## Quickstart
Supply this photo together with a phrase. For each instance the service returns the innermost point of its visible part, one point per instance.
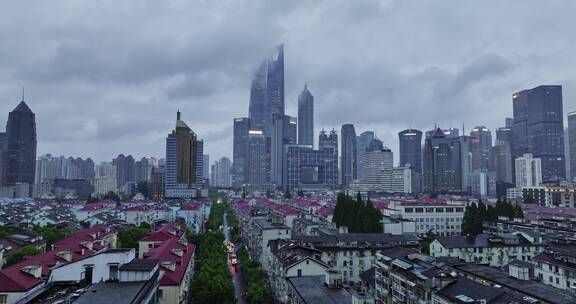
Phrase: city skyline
(397, 86)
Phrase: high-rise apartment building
(349, 159)
(19, 152)
(267, 92)
(221, 173)
(362, 143)
(125, 170)
(480, 144)
(411, 149)
(446, 163)
(309, 169)
(181, 162)
(306, 118)
(240, 151)
(572, 143)
(528, 171)
(538, 129)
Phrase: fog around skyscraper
(101, 72)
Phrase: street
(238, 279)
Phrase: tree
(19, 255)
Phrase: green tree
(19, 255)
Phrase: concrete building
(306, 118)
(349, 159)
(528, 171)
(538, 129)
(493, 250)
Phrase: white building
(528, 171)
(442, 218)
(493, 250)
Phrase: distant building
(572, 143)
(240, 151)
(309, 169)
(528, 171)
(125, 170)
(538, 129)
(181, 162)
(411, 149)
(306, 118)
(362, 143)
(480, 144)
(446, 163)
(349, 159)
(19, 148)
(221, 173)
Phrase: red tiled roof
(164, 253)
(13, 279)
(164, 233)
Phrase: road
(237, 277)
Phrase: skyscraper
(411, 149)
(221, 170)
(362, 143)
(528, 171)
(306, 118)
(446, 163)
(538, 129)
(181, 161)
(258, 174)
(349, 160)
(572, 143)
(19, 153)
(480, 144)
(267, 92)
(240, 151)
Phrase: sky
(107, 77)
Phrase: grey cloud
(107, 77)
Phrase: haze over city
(105, 77)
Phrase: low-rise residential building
(556, 266)
(28, 276)
(176, 259)
(436, 215)
(493, 250)
(350, 254)
(292, 260)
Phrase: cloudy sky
(106, 77)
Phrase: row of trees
(257, 293)
(212, 281)
(357, 215)
(475, 214)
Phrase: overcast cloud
(106, 77)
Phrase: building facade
(538, 129)
(19, 149)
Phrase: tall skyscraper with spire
(306, 118)
(181, 161)
(19, 147)
(538, 129)
(267, 92)
(349, 160)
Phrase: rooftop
(312, 289)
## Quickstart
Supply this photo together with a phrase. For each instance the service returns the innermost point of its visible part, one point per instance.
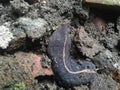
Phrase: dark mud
(99, 43)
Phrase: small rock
(5, 37)
(33, 62)
(87, 45)
(104, 60)
(34, 28)
(12, 71)
(103, 82)
(19, 6)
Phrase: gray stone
(34, 28)
(103, 82)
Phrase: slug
(67, 72)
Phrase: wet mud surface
(94, 39)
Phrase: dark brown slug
(68, 73)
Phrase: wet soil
(95, 37)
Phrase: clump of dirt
(95, 36)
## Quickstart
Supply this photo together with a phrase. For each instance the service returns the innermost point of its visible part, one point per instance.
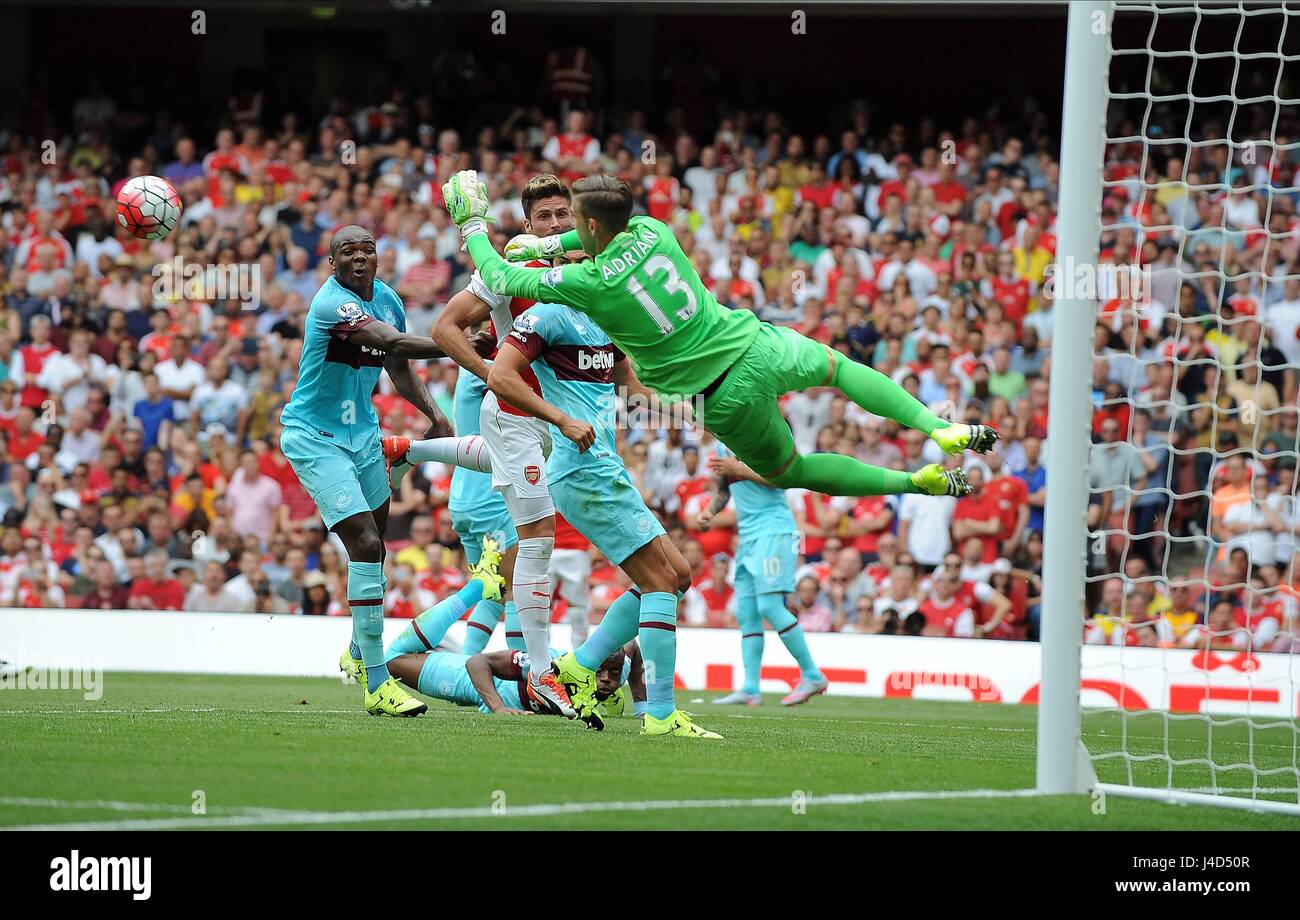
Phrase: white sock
(577, 623)
(469, 452)
(532, 587)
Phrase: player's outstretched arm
(735, 468)
(506, 380)
(636, 675)
(467, 204)
(481, 669)
(525, 247)
(722, 495)
(463, 311)
(388, 339)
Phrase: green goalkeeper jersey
(644, 293)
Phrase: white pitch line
(109, 805)
(547, 810)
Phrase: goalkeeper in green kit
(641, 289)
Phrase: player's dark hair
(606, 199)
(541, 187)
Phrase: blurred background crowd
(141, 383)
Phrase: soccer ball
(148, 207)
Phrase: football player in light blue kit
(355, 330)
(765, 573)
(479, 511)
(497, 681)
(577, 368)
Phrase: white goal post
(1236, 758)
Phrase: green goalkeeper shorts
(742, 412)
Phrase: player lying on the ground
(768, 554)
(642, 289)
(494, 681)
(355, 330)
(577, 368)
(518, 442)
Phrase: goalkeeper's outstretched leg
(741, 409)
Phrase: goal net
(1190, 672)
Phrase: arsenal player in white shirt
(945, 612)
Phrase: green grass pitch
(293, 753)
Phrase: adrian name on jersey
(642, 239)
(341, 347)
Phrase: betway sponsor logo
(594, 360)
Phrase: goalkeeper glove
(525, 247)
(466, 199)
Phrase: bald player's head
(355, 260)
(350, 234)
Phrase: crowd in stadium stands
(139, 399)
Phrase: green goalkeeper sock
(839, 474)
(880, 395)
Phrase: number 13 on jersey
(659, 300)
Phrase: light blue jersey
(336, 376)
(761, 511)
(770, 538)
(443, 675)
(476, 510)
(573, 360)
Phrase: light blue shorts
(341, 482)
(472, 530)
(606, 508)
(766, 564)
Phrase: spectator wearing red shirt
(108, 594)
(25, 439)
(945, 611)
(156, 591)
(976, 515)
(30, 360)
(693, 497)
(819, 190)
(949, 194)
(904, 165)
(1010, 290)
(718, 593)
(869, 520)
(662, 191)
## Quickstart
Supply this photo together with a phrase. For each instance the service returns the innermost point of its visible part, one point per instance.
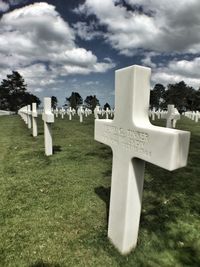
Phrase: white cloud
(179, 70)
(86, 31)
(36, 41)
(163, 26)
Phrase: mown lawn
(54, 210)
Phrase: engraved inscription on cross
(134, 140)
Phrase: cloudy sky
(60, 46)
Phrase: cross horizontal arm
(164, 147)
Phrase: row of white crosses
(193, 115)
(134, 140)
(99, 111)
(171, 115)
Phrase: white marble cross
(107, 113)
(29, 116)
(34, 118)
(80, 113)
(134, 140)
(69, 111)
(48, 118)
(96, 112)
(172, 116)
(62, 112)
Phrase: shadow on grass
(104, 194)
(44, 264)
(102, 152)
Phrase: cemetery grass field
(54, 210)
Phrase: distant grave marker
(34, 118)
(48, 118)
(134, 140)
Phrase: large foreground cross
(134, 140)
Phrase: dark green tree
(13, 93)
(106, 106)
(91, 102)
(54, 102)
(74, 100)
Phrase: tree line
(14, 95)
(181, 95)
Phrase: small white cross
(34, 119)
(48, 118)
(29, 116)
(134, 140)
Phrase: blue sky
(64, 46)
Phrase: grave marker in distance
(34, 118)
(134, 140)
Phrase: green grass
(53, 210)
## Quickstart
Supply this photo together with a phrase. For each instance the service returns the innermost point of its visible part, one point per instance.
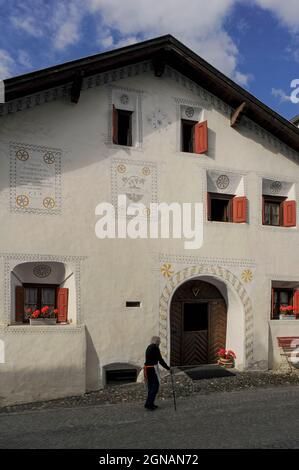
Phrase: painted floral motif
(124, 99)
(42, 270)
(275, 187)
(146, 171)
(22, 155)
(22, 200)
(166, 270)
(247, 275)
(121, 168)
(189, 112)
(222, 182)
(49, 158)
(49, 203)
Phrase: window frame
(291, 293)
(274, 200)
(118, 112)
(39, 286)
(218, 196)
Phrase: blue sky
(254, 42)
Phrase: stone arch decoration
(193, 271)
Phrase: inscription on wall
(35, 179)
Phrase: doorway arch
(198, 321)
(242, 309)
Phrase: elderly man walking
(151, 371)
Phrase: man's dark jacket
(153, 356)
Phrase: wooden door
(217, 328)
(195, 333)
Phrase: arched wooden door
(198, 317)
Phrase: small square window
(133, 303)
(187, 141)
(220, 207)
(122, 127)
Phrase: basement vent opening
(120, 376)
(133, 303)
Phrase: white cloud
(286, 11)
(197, 23)
(281, 94)
(6, 64)
(27, 24)
(24, 59)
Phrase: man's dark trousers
(152, 386)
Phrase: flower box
(43, 321)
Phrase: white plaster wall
(118, 270)
(42, 364)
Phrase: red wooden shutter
(20, 303)
(62, 295)
(208, 206)
(114, 125)
(201, 137)
(289, 213)
(296, 301)
(239, 209)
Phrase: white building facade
(134, 122)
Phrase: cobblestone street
(255, 418)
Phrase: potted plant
(226, 358)
(288, 313)
(45, 316)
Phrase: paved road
(267, 418)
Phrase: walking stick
(173, 389)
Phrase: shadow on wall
(39, 384)
(92, 364)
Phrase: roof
(162, 50)
(295, 120)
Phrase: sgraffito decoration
(35, 179)
(137, 180)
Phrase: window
(37, 296)
(133, 303)
(227, 208)
(194, 136)
(187, 135)
(284, 297)
(196, 317)
(277, 211)
(122, 127)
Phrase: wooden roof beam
(76, 86)
(237, 114)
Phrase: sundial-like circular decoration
(146, 171)
(124, 99)
(49, 203)
(22, 200)
(42, 270)
(189, 112)
(49, 158)
(275, 187)
(222, 182)
(247, 275)
(121, 168)
(22, 155)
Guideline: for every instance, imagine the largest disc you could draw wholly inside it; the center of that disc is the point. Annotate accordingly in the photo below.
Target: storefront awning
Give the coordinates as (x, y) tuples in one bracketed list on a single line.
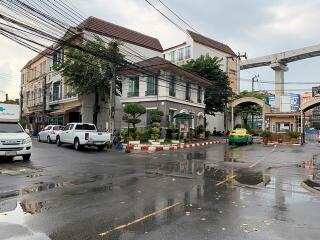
[(65, 110)]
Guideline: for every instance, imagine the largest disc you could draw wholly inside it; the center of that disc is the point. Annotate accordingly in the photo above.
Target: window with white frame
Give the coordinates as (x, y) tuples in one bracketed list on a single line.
[(187, 52), (43, 67), (199, 94), (180, 54), (133, 86), (173, 56)]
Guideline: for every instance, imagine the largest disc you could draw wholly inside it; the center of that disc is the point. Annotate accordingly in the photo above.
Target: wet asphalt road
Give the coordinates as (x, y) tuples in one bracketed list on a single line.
[(215, 192)]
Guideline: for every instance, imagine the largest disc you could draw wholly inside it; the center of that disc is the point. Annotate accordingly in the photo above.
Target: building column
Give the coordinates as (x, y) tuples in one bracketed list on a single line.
[(232, 118), (279, 69), (302, 127), (263, 119)]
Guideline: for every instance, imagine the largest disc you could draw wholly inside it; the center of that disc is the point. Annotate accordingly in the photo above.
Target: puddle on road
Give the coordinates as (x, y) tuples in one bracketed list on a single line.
[(192, 164), (251, 177), (17, 213)]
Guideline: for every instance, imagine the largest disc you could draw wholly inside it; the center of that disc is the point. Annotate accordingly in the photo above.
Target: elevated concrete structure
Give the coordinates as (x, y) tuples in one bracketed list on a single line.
[(265, 108), (314, 102), (278, 62)]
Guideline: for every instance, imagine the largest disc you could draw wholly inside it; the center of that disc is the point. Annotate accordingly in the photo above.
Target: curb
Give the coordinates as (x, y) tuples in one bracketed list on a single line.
[(146, 148)]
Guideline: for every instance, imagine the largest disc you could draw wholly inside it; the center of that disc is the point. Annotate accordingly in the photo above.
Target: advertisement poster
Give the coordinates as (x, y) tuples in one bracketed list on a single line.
[(184, 126)]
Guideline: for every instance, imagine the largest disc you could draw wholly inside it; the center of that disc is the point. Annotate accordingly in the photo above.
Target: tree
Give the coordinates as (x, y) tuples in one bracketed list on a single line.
[(134, 111), (247, 109), (11, 101), (156, 116), (89, 69), (217, 95)]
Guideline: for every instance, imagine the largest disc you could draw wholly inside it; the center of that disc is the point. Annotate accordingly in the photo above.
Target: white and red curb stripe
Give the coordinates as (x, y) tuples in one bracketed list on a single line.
[(147, 148)]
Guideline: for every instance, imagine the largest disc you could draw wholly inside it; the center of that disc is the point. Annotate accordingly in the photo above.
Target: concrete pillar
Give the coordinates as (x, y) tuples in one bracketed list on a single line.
[(302, 127), (232, 118), (279, 69), (263, 119)]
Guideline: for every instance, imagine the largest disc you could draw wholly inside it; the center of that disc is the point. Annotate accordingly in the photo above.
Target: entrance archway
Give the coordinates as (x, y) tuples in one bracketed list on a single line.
[(314, 102), (265, 108)]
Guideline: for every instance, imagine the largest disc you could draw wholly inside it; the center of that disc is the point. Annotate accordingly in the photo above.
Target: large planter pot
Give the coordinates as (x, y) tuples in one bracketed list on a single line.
[(294, 140), (265, 140)]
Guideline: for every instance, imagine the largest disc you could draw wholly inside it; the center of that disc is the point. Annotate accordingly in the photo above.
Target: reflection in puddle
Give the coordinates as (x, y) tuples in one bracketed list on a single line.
[(192, 165), (251, 177)]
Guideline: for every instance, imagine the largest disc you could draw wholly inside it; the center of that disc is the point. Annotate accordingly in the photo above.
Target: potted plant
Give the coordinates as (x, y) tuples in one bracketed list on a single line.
[(265, 135), (294, 136)]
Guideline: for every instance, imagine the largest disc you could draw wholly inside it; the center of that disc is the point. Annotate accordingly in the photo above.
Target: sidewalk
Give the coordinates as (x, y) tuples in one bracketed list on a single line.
[(152, 148)]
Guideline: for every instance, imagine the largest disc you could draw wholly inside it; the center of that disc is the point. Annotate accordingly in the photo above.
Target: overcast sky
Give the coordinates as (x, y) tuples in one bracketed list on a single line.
[(257, 27)]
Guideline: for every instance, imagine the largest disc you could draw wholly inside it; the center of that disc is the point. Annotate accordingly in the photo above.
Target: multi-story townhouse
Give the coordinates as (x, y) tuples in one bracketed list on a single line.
[(63, 105), (157, 83), (33, 84), (197, 45)]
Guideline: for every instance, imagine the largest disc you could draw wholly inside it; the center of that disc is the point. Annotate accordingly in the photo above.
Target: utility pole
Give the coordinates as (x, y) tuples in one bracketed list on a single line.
[(113, 89), (254, 79), (44, 100)]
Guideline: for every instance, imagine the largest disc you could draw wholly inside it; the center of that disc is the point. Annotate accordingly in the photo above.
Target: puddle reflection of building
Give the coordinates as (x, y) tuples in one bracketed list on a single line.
[(31, 206), (280, 208)]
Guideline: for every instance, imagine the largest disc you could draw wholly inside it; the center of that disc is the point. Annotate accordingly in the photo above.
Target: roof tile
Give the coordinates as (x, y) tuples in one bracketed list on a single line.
[(211, 43), (105, 28)]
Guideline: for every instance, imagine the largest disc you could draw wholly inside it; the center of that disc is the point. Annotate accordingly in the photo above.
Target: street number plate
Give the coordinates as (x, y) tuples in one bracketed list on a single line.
[(11, 153)]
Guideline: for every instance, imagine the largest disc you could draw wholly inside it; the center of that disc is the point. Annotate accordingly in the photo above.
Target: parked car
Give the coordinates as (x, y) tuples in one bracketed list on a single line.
[(14, 140), (83, 134), (49, 133), (240, 135)]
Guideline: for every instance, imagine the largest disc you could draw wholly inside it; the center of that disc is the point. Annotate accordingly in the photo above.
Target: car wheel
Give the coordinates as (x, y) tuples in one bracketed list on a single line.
[(26, 157), (76, 144), (58, 142), (101, 148)]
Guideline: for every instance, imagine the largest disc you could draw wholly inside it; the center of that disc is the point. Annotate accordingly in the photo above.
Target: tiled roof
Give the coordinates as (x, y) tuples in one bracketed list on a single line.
[(151, 65), (99, 26), (211, 43)]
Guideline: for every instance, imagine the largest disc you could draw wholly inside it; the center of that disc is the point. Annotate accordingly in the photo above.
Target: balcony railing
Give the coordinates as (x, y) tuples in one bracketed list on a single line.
[(172, 93), (133, 94), (151, 92)]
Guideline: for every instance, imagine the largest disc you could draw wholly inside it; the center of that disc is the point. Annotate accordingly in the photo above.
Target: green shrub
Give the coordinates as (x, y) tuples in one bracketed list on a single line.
[(207, 134), (256, 132), (294, 134), (143, 136), (155, 131), (265, 133), (199, 130)]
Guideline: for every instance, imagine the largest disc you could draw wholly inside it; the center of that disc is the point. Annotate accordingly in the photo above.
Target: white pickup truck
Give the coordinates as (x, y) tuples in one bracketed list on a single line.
[(83, 134), (14, 141)]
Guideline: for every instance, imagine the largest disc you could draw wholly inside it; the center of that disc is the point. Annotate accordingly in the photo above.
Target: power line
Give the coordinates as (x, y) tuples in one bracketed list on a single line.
[(42, 45), (166, 6)]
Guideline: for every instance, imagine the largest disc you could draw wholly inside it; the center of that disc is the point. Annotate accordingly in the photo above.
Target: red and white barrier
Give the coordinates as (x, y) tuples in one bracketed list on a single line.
[(150, 148)]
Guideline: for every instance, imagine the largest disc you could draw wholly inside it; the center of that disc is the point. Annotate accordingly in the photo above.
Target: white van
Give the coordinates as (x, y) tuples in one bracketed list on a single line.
[(14, 141)]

- **TO DO**
Whenever the word "puddle" appears in a line above, copy that line.

- **SOLUTION TO THIS TASK**
Target: puddle on road
Target: reflection in puddle
Target: puddle reflection of building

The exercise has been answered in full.